I Get Sentimental
I have had my heart broken at least a hundred times a day since the day I was born.
It’s been two years since I started reading this book. I have read 68 books this year, but this is not one of them.
The last time I saw my nana before she got sick was Memorial Day weekend, 2022. Three months later, she’d be gone. I sat at the counter and watched her chop onions for the Indian food she was making with her friend, Manjit. We chatted while I crocheted a sweater, which I have also intentionally left unfinished, and when we went shopping, she bought me a jacket that still hangs in my closet with its tags, forever unworn.
They had planned a trip to Europe right after our visit, and on that trip, likely while partying in Biarritz, she got covid and it never went away. At the very end of her life, she had been intubated because one of her lungs had collapsed during a procedure. She hadn’t wanted this, but I was grateful for it. It gave me the few days I needed to get to her, to tell her that, I too, know how many lives we have lived together.

__Supplied data__

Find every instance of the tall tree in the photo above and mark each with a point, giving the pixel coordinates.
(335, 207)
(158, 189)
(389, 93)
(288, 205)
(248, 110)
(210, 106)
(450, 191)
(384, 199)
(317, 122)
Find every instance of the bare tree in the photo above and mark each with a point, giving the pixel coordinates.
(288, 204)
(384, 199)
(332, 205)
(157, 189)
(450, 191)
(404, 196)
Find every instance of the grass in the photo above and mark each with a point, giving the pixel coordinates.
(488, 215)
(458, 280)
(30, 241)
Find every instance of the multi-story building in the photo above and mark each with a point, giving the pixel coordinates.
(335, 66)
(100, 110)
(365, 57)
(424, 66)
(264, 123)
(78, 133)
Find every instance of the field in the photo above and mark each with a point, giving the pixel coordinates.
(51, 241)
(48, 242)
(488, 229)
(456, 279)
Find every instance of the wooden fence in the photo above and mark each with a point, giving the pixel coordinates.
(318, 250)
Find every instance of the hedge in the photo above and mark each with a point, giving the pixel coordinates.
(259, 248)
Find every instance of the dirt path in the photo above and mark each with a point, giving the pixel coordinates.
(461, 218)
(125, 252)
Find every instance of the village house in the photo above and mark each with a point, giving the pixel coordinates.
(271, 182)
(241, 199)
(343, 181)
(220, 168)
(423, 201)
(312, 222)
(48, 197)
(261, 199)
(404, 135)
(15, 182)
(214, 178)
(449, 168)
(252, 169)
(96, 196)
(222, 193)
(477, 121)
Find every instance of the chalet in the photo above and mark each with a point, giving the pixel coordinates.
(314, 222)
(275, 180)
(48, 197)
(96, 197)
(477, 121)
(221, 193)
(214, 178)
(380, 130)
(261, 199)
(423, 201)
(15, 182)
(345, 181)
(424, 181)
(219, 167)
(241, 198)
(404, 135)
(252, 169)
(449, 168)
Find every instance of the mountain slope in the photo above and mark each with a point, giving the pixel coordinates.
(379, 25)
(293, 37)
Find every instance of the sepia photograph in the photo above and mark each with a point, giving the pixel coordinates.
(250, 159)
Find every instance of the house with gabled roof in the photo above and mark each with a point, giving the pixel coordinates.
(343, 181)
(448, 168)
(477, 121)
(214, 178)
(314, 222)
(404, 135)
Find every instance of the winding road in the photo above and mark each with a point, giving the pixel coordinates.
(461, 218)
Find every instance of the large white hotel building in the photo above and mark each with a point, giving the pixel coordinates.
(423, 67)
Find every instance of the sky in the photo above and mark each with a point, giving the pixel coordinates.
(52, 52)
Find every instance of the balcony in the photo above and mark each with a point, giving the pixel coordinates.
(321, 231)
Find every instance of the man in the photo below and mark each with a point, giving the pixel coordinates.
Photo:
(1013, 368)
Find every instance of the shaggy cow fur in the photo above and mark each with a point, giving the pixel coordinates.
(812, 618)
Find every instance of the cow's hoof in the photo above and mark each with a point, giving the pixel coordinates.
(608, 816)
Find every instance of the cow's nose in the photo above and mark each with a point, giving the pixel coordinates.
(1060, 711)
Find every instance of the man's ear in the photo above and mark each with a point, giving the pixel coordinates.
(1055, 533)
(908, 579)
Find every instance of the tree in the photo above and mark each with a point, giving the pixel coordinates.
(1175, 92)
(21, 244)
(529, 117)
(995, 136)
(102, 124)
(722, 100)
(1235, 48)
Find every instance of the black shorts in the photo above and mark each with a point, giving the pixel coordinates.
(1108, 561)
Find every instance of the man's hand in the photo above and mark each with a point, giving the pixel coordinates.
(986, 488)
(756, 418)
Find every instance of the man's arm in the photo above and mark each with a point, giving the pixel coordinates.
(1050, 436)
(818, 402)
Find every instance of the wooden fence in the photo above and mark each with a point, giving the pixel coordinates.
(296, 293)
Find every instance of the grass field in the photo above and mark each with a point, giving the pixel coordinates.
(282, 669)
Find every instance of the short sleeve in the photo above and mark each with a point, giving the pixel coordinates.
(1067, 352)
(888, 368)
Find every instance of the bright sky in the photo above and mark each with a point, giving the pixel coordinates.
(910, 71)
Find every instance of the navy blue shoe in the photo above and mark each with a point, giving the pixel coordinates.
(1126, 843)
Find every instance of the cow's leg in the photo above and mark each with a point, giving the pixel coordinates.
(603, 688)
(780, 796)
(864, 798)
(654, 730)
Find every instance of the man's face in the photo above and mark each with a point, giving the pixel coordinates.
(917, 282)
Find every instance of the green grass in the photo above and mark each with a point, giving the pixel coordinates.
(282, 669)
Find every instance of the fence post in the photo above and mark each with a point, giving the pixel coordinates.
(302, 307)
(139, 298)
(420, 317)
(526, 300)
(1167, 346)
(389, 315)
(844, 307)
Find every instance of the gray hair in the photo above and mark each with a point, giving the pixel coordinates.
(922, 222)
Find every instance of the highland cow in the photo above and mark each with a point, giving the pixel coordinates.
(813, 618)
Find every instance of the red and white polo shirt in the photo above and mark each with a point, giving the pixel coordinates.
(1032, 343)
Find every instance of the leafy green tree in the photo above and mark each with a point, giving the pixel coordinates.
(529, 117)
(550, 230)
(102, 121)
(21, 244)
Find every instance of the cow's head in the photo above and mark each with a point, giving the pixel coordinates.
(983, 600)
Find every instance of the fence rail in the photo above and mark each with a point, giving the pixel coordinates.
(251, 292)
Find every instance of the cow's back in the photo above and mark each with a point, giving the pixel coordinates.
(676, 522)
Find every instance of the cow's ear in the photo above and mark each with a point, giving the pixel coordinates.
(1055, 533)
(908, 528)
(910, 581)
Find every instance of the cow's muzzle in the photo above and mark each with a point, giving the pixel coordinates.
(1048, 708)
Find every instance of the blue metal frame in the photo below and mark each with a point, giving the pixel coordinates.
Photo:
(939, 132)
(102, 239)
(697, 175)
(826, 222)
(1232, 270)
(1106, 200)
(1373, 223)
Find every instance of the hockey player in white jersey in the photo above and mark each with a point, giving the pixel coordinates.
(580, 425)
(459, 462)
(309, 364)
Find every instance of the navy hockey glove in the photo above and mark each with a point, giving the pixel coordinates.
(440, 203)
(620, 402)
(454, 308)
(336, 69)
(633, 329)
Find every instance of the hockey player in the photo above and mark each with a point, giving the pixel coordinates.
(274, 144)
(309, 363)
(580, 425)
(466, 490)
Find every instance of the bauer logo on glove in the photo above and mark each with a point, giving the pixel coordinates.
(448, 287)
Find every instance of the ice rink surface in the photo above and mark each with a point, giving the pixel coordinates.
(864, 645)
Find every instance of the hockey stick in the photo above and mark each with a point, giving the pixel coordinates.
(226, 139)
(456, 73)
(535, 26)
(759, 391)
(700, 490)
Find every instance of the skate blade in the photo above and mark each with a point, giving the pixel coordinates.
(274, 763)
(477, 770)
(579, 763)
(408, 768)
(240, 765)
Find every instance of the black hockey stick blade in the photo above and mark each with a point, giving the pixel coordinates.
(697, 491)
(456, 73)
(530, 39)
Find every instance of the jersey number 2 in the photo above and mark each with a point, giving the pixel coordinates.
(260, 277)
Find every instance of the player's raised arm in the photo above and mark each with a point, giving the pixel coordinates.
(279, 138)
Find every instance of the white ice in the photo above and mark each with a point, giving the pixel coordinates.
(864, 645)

__Work instructions__
Reproduce, word for word, everything in the "I Get Sentimental" piece above from "The last time" down to "tags, forever unworn.".

__Answer section__
The last time I saw my nana before she got sick was Memorial Day weekend, 2022. Three months later, she’d be gone. I sat at the counter and watched her chop onions for the Indian food she was making with her friend, Manjit. We chatted while I crocheted a sweater, which I have also intentionally left unfinished, and when we went shopping, she bought me a jacket that still hangs in my closet with its tags, forever unworn.